### Description of the task
Exact reproduction is required for all entries.

[Collected data entries]
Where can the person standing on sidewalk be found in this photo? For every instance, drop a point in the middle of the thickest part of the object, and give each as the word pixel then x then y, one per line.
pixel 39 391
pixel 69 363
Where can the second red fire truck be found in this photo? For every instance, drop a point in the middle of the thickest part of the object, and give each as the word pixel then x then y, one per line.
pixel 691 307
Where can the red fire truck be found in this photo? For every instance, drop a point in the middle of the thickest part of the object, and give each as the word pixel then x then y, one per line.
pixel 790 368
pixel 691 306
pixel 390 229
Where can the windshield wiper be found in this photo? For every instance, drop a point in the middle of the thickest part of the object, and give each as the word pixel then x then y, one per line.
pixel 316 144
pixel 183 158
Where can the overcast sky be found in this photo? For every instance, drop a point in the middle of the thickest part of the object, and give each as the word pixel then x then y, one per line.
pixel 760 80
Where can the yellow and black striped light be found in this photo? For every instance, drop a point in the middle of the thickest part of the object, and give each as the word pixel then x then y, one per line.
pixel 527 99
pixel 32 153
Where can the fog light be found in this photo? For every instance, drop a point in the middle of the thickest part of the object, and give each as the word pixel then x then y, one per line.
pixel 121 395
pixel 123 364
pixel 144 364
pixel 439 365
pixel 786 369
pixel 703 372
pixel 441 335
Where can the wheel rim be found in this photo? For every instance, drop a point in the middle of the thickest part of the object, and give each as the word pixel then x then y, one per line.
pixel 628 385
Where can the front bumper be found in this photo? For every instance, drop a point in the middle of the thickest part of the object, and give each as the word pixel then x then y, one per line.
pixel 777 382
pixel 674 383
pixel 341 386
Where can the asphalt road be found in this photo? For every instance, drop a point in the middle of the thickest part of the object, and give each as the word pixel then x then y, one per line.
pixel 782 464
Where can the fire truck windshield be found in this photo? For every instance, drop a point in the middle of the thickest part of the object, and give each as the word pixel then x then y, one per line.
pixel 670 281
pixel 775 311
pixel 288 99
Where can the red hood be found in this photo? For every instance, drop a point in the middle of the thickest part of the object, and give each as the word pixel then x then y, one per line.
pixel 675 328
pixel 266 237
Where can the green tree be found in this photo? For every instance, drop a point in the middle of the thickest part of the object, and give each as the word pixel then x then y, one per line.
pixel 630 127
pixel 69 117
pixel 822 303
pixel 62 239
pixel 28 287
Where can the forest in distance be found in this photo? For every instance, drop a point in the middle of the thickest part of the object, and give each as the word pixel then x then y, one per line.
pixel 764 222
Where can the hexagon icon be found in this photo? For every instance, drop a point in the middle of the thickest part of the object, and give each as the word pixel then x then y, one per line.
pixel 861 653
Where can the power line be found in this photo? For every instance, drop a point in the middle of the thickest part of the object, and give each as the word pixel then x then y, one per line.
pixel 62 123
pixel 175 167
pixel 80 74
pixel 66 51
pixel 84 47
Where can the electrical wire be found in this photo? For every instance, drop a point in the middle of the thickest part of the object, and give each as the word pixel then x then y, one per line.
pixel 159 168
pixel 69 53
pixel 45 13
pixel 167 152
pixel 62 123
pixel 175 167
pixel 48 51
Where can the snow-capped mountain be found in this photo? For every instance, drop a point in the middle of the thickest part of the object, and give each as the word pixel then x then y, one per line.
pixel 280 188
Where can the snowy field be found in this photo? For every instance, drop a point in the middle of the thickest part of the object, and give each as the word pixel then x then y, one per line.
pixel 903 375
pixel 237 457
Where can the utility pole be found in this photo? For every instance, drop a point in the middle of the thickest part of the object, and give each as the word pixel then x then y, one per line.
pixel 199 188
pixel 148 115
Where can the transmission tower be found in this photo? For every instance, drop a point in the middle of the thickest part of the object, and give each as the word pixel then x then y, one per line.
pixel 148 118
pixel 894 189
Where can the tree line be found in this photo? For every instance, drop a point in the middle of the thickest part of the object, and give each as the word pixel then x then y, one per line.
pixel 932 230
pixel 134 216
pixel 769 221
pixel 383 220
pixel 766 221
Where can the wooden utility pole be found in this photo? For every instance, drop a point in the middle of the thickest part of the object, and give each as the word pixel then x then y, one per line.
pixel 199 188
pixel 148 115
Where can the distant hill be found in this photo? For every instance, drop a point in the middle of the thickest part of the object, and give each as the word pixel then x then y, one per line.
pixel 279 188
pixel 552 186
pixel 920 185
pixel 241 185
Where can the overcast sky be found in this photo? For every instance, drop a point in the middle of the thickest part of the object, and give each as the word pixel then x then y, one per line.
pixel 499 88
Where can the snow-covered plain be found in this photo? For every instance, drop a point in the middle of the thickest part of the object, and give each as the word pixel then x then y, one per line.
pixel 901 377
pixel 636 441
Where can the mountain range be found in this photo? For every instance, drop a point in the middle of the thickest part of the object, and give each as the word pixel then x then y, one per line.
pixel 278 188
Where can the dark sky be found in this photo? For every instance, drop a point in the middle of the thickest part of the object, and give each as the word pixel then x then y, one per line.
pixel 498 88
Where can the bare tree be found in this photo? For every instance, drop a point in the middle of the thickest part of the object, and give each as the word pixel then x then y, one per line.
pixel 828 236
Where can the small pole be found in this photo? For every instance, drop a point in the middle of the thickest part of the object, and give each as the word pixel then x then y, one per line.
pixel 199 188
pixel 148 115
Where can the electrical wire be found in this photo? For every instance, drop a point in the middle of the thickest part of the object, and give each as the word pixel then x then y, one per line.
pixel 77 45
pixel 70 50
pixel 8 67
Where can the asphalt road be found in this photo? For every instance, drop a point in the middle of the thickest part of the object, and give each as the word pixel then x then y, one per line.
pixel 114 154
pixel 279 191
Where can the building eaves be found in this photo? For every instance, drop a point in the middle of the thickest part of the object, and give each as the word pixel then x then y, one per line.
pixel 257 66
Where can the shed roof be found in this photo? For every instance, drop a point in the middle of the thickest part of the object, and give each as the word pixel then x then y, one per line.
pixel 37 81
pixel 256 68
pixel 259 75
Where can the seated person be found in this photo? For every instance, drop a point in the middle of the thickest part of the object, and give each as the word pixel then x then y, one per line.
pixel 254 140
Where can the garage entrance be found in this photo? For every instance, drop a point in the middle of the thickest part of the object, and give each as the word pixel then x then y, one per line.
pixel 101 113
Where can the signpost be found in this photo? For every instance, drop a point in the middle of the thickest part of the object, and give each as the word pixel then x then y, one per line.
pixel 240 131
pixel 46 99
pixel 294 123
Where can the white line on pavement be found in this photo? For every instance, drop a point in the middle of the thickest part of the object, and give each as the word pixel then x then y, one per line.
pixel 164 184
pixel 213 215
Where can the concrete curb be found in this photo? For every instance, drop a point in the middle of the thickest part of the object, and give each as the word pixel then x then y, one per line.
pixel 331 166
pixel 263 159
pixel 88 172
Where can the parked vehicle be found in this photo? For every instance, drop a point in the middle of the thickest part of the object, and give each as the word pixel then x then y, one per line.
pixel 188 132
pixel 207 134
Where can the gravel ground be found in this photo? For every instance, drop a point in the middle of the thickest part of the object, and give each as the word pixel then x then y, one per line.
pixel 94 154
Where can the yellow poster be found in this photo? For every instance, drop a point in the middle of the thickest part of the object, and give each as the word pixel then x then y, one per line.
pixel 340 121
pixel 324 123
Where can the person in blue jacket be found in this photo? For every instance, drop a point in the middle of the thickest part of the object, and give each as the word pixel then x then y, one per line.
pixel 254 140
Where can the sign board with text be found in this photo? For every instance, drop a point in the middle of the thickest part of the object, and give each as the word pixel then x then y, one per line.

### Result for this task
Where can the person standing on sidewalk be found in this photo? For every instance, drop a point in the middle of the thickest part of the object, and give each as the word pixel then x then y, one per line.
pixel 39 391
pixel 69 363
Where can the second red fire truck be found in this photo? For every instance, drop a point in the middle of the thickest part of the object, and give each as the word pixel then x then y, one per line.
pixel 691 307
Where can the red fire truck be found in this photo? For every instance, drop a point in the middle of the thickest part of the object, and give each as the word pixel then x then y, one per line.
pixel 790 368
pixel 691 306
pixel 390 229
Where can the windshield wiper be found in this photo? For every instance, drop a point in the middle of the thickest part of the object, and give each as the word pixel then x then y, one per line.
pixel 316 144
pixel 183 158
Where can the overcast sky be found in this photo? For every instance, drop a point in the middle of the thickest part of the object, and give each as the word pixel then x then y, one per line.
pixel 760 80
Where can the yellow and black striped light be found in this photo? For every instance, drop a point in the middle of the thickest part of the object, and give each as the word pixel then x then y, one per line.
pixel 527 99
pixel 32 153
Where can the fog light be found in this photo? For every instance, drop a point in the middle of the thickest part of the object, and give each as the word pixel then x then y, one per line.
pixel 121 395
pixel 123 364
pixel 144 364
pixel 439 365
pixel 786 369
pixel 703 372
pixel 441 335
Where can the wheel rim be found in this photo? For every instance, drop a point in the middle of the thickest part of the object, and give each as the word pixel then x then y, one per line.
pixel 628 385
Where can the front bumper be found in this photo? For every instance, drop a point in the middle of the thickest part of the object, and give each as the word pixel then x then y, one per line.
pixel 777 382
pixel 674 383
pixel 341 386
Where can the asphalt road be found in this photo? For every instance, drop a point in the middle of the thickest part of the object, and give each as the word pixel then x then y, one per line.
pixel 782 464
Where can the fire truck windshield be found in this photo? For every instance, drop a point in the middle of the thickest part of the object, and give each as the word pixel then x then y, one per line.
pixel 670 281
pixel 775 311
pixel 288 99
Where can the red hood be found in this photo? For every instance, drop a point in the middle of the thickest part of the object, and give each as the word pixel then x then y, one per line.
pixel 675 328
pixel 266 237
Where can the green tree be found in this photo? For every instance, drop a point in the middle of the thickest part of the object, and give each as the word pixel then x then y, one per line.
pixel 630 127
pixel 69 117
pixel 822 303
pixel 62 239
pixel 28 287
Where can the forest in distance be found in this photo? For every instance, drop a point in the middle of the thickest part of the object, and give each as the word pixel then x then y, one per line.
pixel 764 222
Where can the hexagon icon be found in this photo? For every instance, drop a point in the middle of the thickest part of the object, and give each as the word pixel then x then y, one per line.
pixel 861 653
Where can the power line be found in this photo? For every instance, drop a point in the middle of the thickest part of the object, and give each as the word pixel then x then y, one per line.
pixel 62 123
pixel 175 167
pixel 80 74
pixel 66 51
pixel 84 47
Where can the electrical wire be found in this photo? For every instance, drop a point in the middle of the thickest part of the object, and give each as the word pixel then x then y, one per line.
pixel 159 168
pixel 69 53
pixel 45 13
pixel 167 152
pixel 62 123
pixel 175 167
pixel 48 51
Where can the snow-capped mountain be found in this photo? For every instance, drop a point in the middle of the thickest part of the object, and give each as the word pixel then x then y, one per line.
pixel 280 188
Where can the snowy field be found in this photo? For every instance, drop a point in the middle of the thickest part of the object, and give each as the word pixel then x then y, one per line.
pixel 903 375
pixel 237 457
Where can the utility pole be found in this photo? For every instance, drop a point in the middle of the thickest part of the object, and give each as the word pixel then x then y, one per line.
pixel 199 188
pixel 148 115
Where can the transmission tower be found in this photo? For every instance, drop a point in the middle of the thickest part of the object, and give each as the word pixel then x then y, one per line.
pixel 148 118
pixel 894 189
Where can the tree line be found in this photo? For every instance, drop a point in the middle of the thickest part of the object, and give each as the word pixel then x then y, one per line.
pixel 932 230
pixel 134 216
pixel 769 221
pixel 383 220
pixel 766 221
Where can the wooden utility pole be found in this photo? For every instance, drop a point in the middle of the thickest part of the object, and give each as the word pixel then x then y, one per line.
pixel 199 188
pixel 148 115
Where can the distant hill be found in this photo? For every instance, drop a point in the middle of the thickest part of the object, and give each as the word pixel then x then y, one per line.
pixel 279 188
pixel 552 186
pixel 920 185
pixel 241 185
Where can the overcast sky be found in this photo? For every instance, drop a point in the middle of the thickest part of the object, and give each as the word pixel then x then y, one per line.
pixel 499 88
Where can the snow-covered plain be found in this photo? For every instance, drop a point in the middle of the thickest part of the object, and give each as the word pixel then x then y, one per line.
pixel 901 377
pixel 636 441
Where can the mountain range be found in this photo? For every instance, drop a point in the middle of the thickest part of the object, and give each as the word pixel then x then y, one per line.
pixel 278 188
Where can the dark sky be found in this photo? For every instance, drop a point in the middle of the thickest part of the object, and give each as the word pixel then x then y, one per line.
pixel 498 88
Where can the bare tree be found in this photo? For every instance, drop a point in the middle of the thickest part of the object, and give each as the word pixel then x then y, one per line.
pixel 828 236
Where can the small pole be found in this photo? For every instance, drop a point in the middle of the thickest part of the object, and give each as the word pixel then x then y, one per line.
pixel 199 188
pixel 148 115
Where can the electrical wire be found in this photo? For every instance, drop a point in the middle of the thickest part of the object, and give each as the word pixel then x then y, one per line.
pixel 77 45
pixel 70 50
pixel 8 67
Where can the asphalt road be found in this photo? For every instance, drop a point in the middle of the thickest part of the object, and give each as the word pixel then x then y, one per line.
pixel 114 154
pixel 279 191
Where can the building eaves be found in this photo? For every instance, drop a point in the middle of the thickest part of the object, and give each as the word pixel then x then y, one per line.
pixel 257 66
Where can the shed roof be found in this photo? For every instance, drop a point in the middle of the thickest part of the object, and give each as the word pixel then x then y, one per line.
pixel 37 81
pixel 256 68
pixel 259 75
Where can the seated person be found in this photo? For every instance, drop a point in the middle of the thickest part of the object, and give each as the word pixel then x then y, one per line.
pixel 254 140
Where can the garage entrance be found in this photo? For every instance, drop a point in the middle of the thickest part of the object, and give each as the word pixel then x then y, one per line.
pixel 101 113
Where can the signpost be found in this photo? For every instance, drop a point in the middle of the thickest part of the object, and give each as the word pixel then x then y, one per line.
pixel 240 131
pixel 46 99
pixel 294 123
Where can the white line on pavement be found in this photo? For every instance, drop a point in the middle of the thickest part of the object, and give each as the word pixel then x then y, one per line.
pixel 164 184
pixel 213 215
Where can the concrete curb be found in this photo? For every instance, drop a point in the middle of the thickest part of the object, and give each as the word pixel then x then y, one per line.
pixel 331 166
pixel 263 159
pixel 88 172
Where can the parked vehicle be found in this photo? For every instance, drop a point in the middle of the thickest part of the object, and give each as the word pixel then x then y, one per line.
pixel 188 132
pixel 207 134
Where can the gravel ground be found in this photo? For every instance, drop a point in the middle of the thickest part of the object, and give each as the word pixel then x then y, one per line.
pixel 94 154
Where can the yellow poster be found in this photo? For every instance, drop a point in the middle of the thickest part of the object, and give each as the word pixel then x then y, one per line.
pixel 340 121
pixel 324 123
Where can the person in blue jacket be found in this photo? For every instance, drop a point in the middle of the thickest part of the object, and give each as the word pixel then x then y, one per line.
pixel 254 140
Where can the sign board with text be found in this photo? For every instance, drop a point in the middle of the thickest part of the object, and give each as the word pixel then x then y, one per line.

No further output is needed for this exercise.